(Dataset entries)
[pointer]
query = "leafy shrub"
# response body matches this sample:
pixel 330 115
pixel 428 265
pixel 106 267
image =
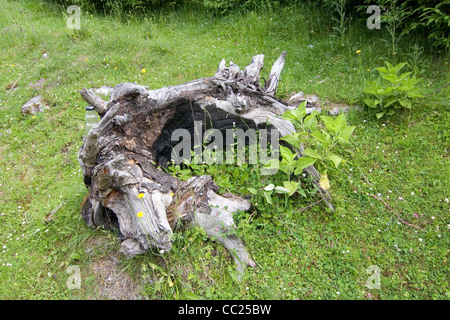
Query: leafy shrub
pixel 391 91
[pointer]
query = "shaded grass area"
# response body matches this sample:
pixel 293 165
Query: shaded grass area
pixel 310 254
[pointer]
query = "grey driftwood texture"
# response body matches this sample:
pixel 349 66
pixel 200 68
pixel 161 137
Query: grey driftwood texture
pixel 122 155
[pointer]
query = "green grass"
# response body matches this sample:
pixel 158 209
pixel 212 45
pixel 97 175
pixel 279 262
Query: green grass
pixel 311 254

## Task requirements
Each record above needs to be retyped exactly, without any pictures.

## Written answer
[pointer]
query = "leafy shrub"
# response body matches this sample:
pixel 330 115
pixel 428 265
pixel 106 267
image =
Query: leafy shrub
pixel 391 91
[pointer]
query = "shaded grass area"
# response body matches this sample:
pixel 293 165
Query: shaded grass area
pixel 310 254
[pointer]
query = "grey driftwood texture"
# response body matches this sample:
pixel 349 66
pixel 200 68
pixel 161 137
Query: grey driftwood texture
pixel 122 155
[pointer]
query = "green grass"
# response body matches this sample:
pixel 158 209
pixel 212 45
pixel 97 175
pixel 279 262
Query: green grass
pixel 311 254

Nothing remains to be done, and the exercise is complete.